Assignment A :: Which blog does the breastfeeding passage say has described discrimination against heavier women in perinatal health settings?
Assignment B :: Return the stretch of the breastfeeding passage from "Heavy women may have" through "because of weight.", copied word for word.

Erica Anstey and Cecilia Jevitt reviewed the research in Clinical Lactation on maternal obesity and breastfeeding and outlined some of the challenges heavy women may face and Lou Lamb described the impact of weight loss surgery on breastfeeding women, creating another potential problem over which to pause when assessing whether lactation intervention is warranted. Lamaze International’s Science & Sensibility blog has described how heavier women are discriminated against in perinatal health settings.
Heavy women may have problems—or they may not. Mothers who have flat nipples may also have problems—and it’s good to be aware of these potential problems, to recognize where they exist, and be ready with help if needed. But assuming heavy women will have problems is to undermine them with a lack of confidence in their ability to breastfeed solely through the anticipation of problems because of weight.

Data records ::
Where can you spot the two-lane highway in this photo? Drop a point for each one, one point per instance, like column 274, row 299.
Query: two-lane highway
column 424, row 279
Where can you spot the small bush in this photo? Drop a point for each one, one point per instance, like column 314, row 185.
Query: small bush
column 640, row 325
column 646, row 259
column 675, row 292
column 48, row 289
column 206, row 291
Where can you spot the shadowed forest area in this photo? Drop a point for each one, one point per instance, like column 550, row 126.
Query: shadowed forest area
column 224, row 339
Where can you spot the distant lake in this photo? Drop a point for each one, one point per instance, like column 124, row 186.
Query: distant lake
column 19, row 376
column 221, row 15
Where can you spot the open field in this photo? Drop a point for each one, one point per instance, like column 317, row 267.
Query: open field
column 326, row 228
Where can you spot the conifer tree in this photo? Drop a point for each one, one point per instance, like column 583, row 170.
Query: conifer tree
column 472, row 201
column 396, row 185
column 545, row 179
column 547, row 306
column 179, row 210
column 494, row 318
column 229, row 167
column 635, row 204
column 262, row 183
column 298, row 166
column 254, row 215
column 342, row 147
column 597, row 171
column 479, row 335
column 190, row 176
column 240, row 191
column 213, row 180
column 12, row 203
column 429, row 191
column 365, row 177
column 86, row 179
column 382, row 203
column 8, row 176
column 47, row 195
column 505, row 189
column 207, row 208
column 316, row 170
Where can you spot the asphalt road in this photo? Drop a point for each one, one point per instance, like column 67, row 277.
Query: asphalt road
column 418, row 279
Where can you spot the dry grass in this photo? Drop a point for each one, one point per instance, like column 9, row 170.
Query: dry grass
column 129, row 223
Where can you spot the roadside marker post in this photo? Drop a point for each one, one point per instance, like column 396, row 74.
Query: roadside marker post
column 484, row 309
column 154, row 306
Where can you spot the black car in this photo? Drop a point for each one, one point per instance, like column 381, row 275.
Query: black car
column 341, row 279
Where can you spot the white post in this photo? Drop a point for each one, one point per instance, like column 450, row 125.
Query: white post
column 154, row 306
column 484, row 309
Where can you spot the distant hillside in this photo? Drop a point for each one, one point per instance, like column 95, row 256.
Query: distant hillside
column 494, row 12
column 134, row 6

Expected output A :: Lamaze International's Science & Sensibility blog.

Expected output B ::
Heavy women may have problems—or they may not. Mothers who have flat nipples may also have problems—and it’s good to be aware of these potential problems, to recognize where they exist, and be ready with help if needed. But assuming heavy women will have problems is to undermine them with a lack of confidence in their ability to breastfeed solely through the anticipation of problems because of weight.